=== DATA PROVIDED ===

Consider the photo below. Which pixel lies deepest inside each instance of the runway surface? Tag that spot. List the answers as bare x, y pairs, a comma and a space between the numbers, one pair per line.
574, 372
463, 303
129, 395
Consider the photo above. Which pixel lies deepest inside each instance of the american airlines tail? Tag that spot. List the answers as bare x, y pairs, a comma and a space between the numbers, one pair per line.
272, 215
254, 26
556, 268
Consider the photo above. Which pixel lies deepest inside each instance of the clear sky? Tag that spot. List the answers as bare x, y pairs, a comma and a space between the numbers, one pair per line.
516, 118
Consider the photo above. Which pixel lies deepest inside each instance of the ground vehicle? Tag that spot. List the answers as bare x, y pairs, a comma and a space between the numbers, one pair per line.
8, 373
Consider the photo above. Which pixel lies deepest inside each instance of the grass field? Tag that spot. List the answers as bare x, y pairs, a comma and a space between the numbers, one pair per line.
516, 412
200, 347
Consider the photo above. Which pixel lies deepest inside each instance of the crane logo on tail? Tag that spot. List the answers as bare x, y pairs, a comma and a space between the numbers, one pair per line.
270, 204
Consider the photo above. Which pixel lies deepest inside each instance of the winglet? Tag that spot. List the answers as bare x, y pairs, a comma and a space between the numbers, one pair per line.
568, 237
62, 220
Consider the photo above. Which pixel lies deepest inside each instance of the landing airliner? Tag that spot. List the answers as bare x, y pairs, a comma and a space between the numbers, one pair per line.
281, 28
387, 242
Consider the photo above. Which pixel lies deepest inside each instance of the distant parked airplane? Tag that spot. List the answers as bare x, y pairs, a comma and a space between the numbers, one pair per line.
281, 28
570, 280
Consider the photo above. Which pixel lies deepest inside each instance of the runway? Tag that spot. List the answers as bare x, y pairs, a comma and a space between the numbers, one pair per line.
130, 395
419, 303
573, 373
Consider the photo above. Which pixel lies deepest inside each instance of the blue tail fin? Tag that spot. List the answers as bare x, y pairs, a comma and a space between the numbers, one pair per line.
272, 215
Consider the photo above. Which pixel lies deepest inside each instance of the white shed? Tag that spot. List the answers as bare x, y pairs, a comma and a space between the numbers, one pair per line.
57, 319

===
=== DATA PROVIDED ===

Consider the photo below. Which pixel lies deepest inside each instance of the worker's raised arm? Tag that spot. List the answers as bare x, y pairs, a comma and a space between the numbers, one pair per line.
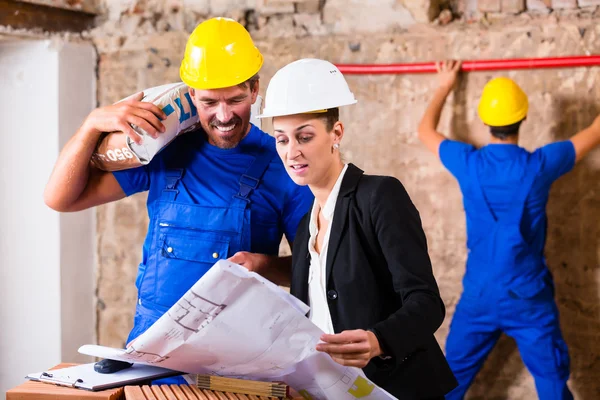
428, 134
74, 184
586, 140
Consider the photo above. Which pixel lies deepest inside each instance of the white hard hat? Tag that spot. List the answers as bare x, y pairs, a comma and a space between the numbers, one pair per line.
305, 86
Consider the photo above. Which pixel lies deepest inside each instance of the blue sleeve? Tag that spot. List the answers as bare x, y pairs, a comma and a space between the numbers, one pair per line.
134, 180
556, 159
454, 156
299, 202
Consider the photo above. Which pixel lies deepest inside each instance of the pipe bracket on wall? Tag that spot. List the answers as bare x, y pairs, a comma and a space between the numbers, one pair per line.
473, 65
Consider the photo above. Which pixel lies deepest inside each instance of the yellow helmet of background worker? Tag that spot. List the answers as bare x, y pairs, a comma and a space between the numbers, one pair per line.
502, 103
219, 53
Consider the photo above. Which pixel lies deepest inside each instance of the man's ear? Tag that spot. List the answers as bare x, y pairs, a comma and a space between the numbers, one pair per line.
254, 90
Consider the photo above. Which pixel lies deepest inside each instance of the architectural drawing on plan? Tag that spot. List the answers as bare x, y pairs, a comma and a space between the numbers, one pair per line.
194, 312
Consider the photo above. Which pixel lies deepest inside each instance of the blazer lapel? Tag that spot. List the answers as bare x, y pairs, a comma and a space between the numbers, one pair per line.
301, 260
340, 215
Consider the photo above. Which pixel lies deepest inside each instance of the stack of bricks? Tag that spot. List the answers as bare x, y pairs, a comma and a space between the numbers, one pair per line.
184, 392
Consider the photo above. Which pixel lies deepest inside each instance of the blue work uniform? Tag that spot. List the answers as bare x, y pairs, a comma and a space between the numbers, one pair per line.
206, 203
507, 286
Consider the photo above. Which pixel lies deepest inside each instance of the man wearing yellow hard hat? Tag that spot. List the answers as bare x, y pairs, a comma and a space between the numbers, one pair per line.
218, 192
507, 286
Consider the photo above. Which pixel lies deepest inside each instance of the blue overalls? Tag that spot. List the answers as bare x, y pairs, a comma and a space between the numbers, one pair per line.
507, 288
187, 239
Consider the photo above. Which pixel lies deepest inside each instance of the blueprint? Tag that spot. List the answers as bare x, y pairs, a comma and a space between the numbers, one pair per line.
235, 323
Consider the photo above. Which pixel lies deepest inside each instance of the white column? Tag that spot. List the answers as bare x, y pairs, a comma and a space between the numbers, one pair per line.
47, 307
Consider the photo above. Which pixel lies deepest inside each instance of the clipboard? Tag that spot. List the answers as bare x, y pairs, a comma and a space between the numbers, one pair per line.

===

OBJECTIVE =>
Pull out every line of the records above that contains the word "runway", and copy each one in full. Case counts.

FINISHED ANSWER =>
Consider the photo below. Which pixel lies deepest inside each instance of the runway surface? Tag that spot. List the answers as bare x, y pairs, a comma and a space between the numbers, one pair per line.
Consider the photo above. Which pixel lies deepest inside each instance of the runway? Tag that spot. List the answers as bare x, y pairs, a comma and a space between the numbers, one pair per line.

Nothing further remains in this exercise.